Task details:
Reproduce each of the following records line for line, with no changes.

Listed entries:
★ ★ ★ ★

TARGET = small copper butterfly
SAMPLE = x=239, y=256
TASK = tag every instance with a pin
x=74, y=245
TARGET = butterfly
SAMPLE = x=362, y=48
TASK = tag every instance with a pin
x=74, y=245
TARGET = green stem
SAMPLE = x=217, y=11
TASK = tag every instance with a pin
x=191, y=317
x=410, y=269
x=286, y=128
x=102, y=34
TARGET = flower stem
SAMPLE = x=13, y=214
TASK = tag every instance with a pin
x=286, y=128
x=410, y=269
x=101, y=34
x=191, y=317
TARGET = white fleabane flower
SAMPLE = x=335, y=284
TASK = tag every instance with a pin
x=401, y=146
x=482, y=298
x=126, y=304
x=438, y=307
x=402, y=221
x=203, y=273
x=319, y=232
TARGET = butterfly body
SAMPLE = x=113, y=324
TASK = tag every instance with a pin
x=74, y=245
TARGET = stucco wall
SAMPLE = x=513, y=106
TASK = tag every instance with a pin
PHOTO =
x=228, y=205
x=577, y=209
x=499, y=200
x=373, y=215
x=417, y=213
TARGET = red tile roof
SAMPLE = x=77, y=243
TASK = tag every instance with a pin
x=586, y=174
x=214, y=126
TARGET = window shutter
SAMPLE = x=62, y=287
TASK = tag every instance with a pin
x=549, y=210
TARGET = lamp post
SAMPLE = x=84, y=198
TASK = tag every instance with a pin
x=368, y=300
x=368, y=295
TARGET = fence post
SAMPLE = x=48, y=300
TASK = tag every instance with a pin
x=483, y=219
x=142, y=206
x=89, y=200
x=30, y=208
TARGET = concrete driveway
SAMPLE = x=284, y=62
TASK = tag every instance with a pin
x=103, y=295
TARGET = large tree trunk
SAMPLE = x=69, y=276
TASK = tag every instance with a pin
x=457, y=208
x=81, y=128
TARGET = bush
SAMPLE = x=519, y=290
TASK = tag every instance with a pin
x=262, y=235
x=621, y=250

★ ★ ★ ★

Reply:
TARGET = small copper butterfly
SAMPLE = x=239, y=256
TASK = tag every instance with a pin
x=74, y=245
TARGET = butterfly
SAMPLE = x=362, y=48
TASK = tag every instance with a pin
x=74, y=245
TARGET = green stem
SAMPLE = x=217, y=11
TASK = tag every instance with a pin
x=191, y=317
x=410, y=269
x=286, y=128
x=102, y=34
TARGET = flower stem
SAMPLE = x=13, y=214
TASK = tag every instance with a pin
x=286, y=128
x=410, y=269
x=101, y=34
x=191, y=317
TARGET = white fleabane flower
SAMPLE = x=335, y=284
TASK = tag every instance with a pin
x=401, y=146
x=482, y=298
x=126, y=304
x=438, y=307
x=402, y=221
x=203, y=273
x=319, y=232
TARGET = butterfly body
SAMPLE = x=113, y=324
TASK = tag every instance with a pin
x=74, y=245
TARGET = stucco wall
SAMPLE = x=513, y=106
TASK = tag every instance with a pin
PHOTO =
x=228, y=205
x=577, y=209
x=499, y=200
x=373, y=215
x=417, y=213
TARGET = red tile roof
SAMPLE = x=77, y=243
TASK = tag every instance with a pin
x=586, y=174
x=214, y=126
TARGET = window shutter
SAMPLE = x=62, y=287
TASK = tag every instance with a pin
x=549, y=210
TARGET = lamp post
SAMPLE = x=84, y=198
TASK = tag every instance with a pin
x=368, y=300
x=368, y=295
TARGET = fence post
SAMPLE = x=48, y=300
TASK = tag every instance with a pin
x=483, y=219
x=142, y=206
x=89, y=200
x=30, y=208
TARGET = concrete driveway
SAMPLE = x=284, y=62
TASK = tag every instance with a pin
x=103, y=295
TARGET = large tree trunk
SAMPLE = x=69, y=276
TASK = tag every instance with a pin
x=457, y=208
x=81, y=128
TARGET = bush
SAMPLE = x=519, y=290
TASK = tag every instance with a pin
x=262, y=235
x=621, y=250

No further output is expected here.